◆ Records supplied ◆
____________
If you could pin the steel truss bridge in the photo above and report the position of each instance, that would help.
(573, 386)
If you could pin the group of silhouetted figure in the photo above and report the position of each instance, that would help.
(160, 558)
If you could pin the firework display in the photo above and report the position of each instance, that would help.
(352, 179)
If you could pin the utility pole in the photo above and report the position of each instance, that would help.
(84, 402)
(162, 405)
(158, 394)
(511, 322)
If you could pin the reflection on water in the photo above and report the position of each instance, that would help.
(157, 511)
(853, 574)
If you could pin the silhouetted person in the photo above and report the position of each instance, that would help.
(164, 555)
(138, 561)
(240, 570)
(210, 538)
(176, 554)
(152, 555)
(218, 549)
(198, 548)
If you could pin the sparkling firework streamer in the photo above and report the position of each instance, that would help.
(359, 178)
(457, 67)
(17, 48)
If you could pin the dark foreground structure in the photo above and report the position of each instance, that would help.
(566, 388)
____________
◆ Task requirements ◆
Rename "utility pole" to "telephone pole" throughout the lines above, and reproduce them with everything else left unchanged.

◆ Exercise output ◆
If you could pin the steel truss bridge in the photo above and report the position of each instance, that would help.
(573, 386)
If you could pin the group of silhouetted figure in the photo above and report the position of each instance, that would help.
(160, 558)
If you could pin the firework display in the photo above and report the position of each instance, that would help.
(352, 179)
If you could pin the telephone pole in the photo above and report the position of each instance, that would help.
(84, 402)
(162, 405)
(158, 394)
(511, 322)
If you could pin the reflection on water in the photo above and report the position of each instance, that would help.
(157, 511)
(853, 574)
If you could pin the silhouetted person in the photo above and report the position of each instance, that would help.
(164, 555)
(138, 561)
(240, 570)
(210, 538)
(176, 554)
(152, 555)
(218, 549)
(198, 548)
If you could pin the sparkling firework streamer in the photo above and report the position of each instance, that would help.
(359, 178)
(457, 67)
(17, 48)
If you could pin the dark foreground structure in the photo above and report the position of each instance, that would help.
(566, 388)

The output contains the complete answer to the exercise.